**Job:**
Please edit the records below by replacing each "dot" with "marker" and leaving everything else unchanged.

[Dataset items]
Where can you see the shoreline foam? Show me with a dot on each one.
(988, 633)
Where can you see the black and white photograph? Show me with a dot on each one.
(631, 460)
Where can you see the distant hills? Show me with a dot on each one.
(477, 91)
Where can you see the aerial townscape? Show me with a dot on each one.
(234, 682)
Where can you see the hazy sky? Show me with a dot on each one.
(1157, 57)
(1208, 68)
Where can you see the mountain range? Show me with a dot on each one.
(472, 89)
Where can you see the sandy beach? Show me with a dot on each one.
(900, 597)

**Exercise answer:**
Where can you see the shoreline foam? Show me with a marker on each one.
(988, 633)
Where can you see the black and white photograph? Show me with a marker on each one.
(631, 460)
Where can you see the distant hills? Show me with a marker on each one.
(477, 91)
Where can you see the aerial townscape? Show me with a marker on each one.
(234, 682)
Where can you see the hazy sky? Show me with a marker on each one.
(1157, 57)
(1208, 68)
Where can you see the mountain range? Show me with a marker on each one.
(472, 89)
Where can you see the sandy beach? Show me with a marker on each one.
(900, 597)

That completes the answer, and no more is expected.